**** Passage provided

Ozlem’s Turkish Table book signing in Houston, USA

It has been a very special few months teaching Turkish cookery and signing copies of Ozlem’s Turkish Table cookery book around the world. The photo above is taken during a special book signing event organised by my dear friend Hande in Houston, along with some great Turkish wine tasting.

Signed copies of Ozlem’s Turkish Table cookery book has been very popular for the festive season. Signed copies are still available at this link, if you’d like to give to a foodie or Turkish food lover.

The following photos are from my Turkish cookery class tour with the Central Market Cooking Schools in Austin, Dallas, Houston and San Antonio in November. It has been so very special to return Central Market Cooking Schools with my cookery book and meet over 140 Turkish food lovers at our classes. My sincere thanks to everyone for their amazing interest and my special thanks to Pinar UK for their support for my cookery book and Turkish cuisine abroad.

A special moment of enjoying a glass of cay with dear my mother, Gulcin in Istanbul

My Turkish cuisine presentation for the H3A Society in Bodrum – Turkey

I was in Turkey end October and had a wonderful opportunity to present Turkish cuisine to the H3A Society in Bodrum, book signing, gave a southern Turkish cookery class with the Foodrum Culinary Park and a Supper Club with Cooking Classes Bodrum at the Karnas Vineyards. It’s been a busy but magical few days in Bodrum; many thanks to all joined us and supported the events. My very sincere thanks especially goes to dear Annie Onursan, owner of the wonderful Back to Bodrum Blog, for her help with the events and being a fantastic host – I really can’t wait to return to Bodrum. Turkey trip was also a precious time to visit my dear parents and a good catch up over a few glasses of Turkish cay and wonderful Turkish food.

********
**** Records for this task

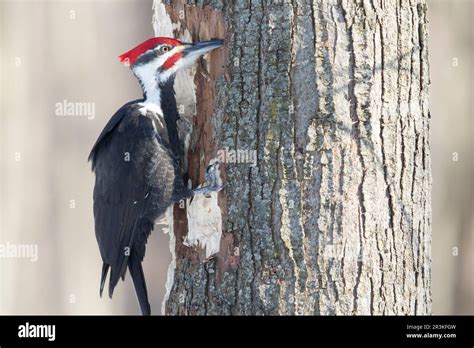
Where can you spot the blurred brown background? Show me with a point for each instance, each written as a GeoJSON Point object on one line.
{"type": "Point", "coordinates": [53, 51]}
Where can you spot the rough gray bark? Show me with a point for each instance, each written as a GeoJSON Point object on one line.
{"type": "Point", "coordinates": [336, 216]}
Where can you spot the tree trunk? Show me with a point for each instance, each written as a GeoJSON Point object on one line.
{"type": "Point", "coordinates": [335, 217]}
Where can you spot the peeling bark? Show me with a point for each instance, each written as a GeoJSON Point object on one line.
{"type": "Point", "coordinates": [335, 219]}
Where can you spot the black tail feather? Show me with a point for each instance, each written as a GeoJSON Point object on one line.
{"type": "Point", "coordinates": [105, 270]}
{"type": "Point", "coordinates": [136, 271]}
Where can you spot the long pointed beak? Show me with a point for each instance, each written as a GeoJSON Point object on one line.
{"type": "Point", "coordinates": [200, 48]}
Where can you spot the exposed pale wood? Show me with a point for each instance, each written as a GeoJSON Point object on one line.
{"type": "Point", "coordinates": [336, 216]}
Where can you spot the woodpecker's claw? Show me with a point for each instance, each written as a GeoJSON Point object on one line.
{"type": "Point", "coordinates": [212, 179]}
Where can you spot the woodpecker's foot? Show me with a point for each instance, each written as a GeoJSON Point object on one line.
{"type": "Point", "coordinates": [212, 178]}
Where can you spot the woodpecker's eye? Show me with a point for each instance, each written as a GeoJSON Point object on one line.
{"type": "Point", "coordinates": [165, 49]}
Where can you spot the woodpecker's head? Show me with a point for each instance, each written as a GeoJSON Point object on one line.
{"type": "Point", "coordinates": [159, 58]}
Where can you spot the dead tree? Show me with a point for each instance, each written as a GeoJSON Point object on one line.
{"type": "Point", "coordinates": [334, 216]}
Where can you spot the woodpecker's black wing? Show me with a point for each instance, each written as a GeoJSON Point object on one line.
{"type": "Point", "coordinates": [134, 185]}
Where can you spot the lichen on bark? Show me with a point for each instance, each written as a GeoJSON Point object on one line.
{"type": "Point", "coordinates": [335, 219]}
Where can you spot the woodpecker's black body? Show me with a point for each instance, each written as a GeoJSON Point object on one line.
{"type": "Point", "coordinates": [137, 178]}
{"type": "Point", "coordinates": [136, 160]}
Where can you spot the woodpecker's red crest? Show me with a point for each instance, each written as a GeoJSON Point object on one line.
{"type": "Point", "coordinates": [131, 57]}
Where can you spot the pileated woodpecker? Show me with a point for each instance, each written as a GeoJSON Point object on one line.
{"type": "Point", "coordinates": [137, 160]}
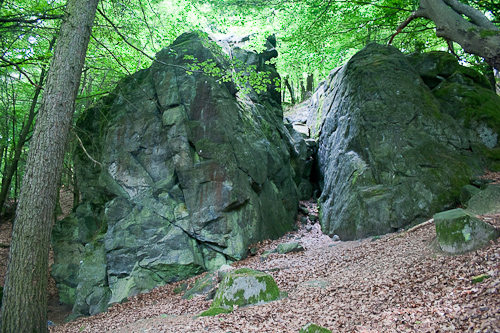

********

## Request 1
Pick out every line in the entries that contains the word "black", and copy each of those lines.
## Request 2
Please carry on the post about the Turkish cookbook tour, starting right after its final sentence.

## Answer 1
Where can you spot the black tail feather? Show me with a point for each instance, each written as a GeoJSON Point object on one line.
Where can you spot the woodpecker's black wing? Show me with a point for each instance, each written as a GeoJSON Point object on one line.
Where can you spot the woodpecker's black body? Show me with a point for each instance, each written as a GeoJSON Point object on one line.

## Answer 2
Ozlem’s Turkish Table at Daily Sabah newspaper, October 2018

I was also honored to have this wonderful interview at the national newspaper in Turkey, Sabah Daily; talking about Turkish cuisine, my culinary journey, you can read the Sabah Daily article at this link.

Brooklands radio interview

We also had a delightful interview with the Brooklands Radio in the UK in November, talking about Turkish cuisine abroad, some festive recipe ideas, the diverse, multicultural Antakya cuisine (and what to do with the fascinating dried aubergines!). Here is the podcast link for our interview, if you’d like to listen.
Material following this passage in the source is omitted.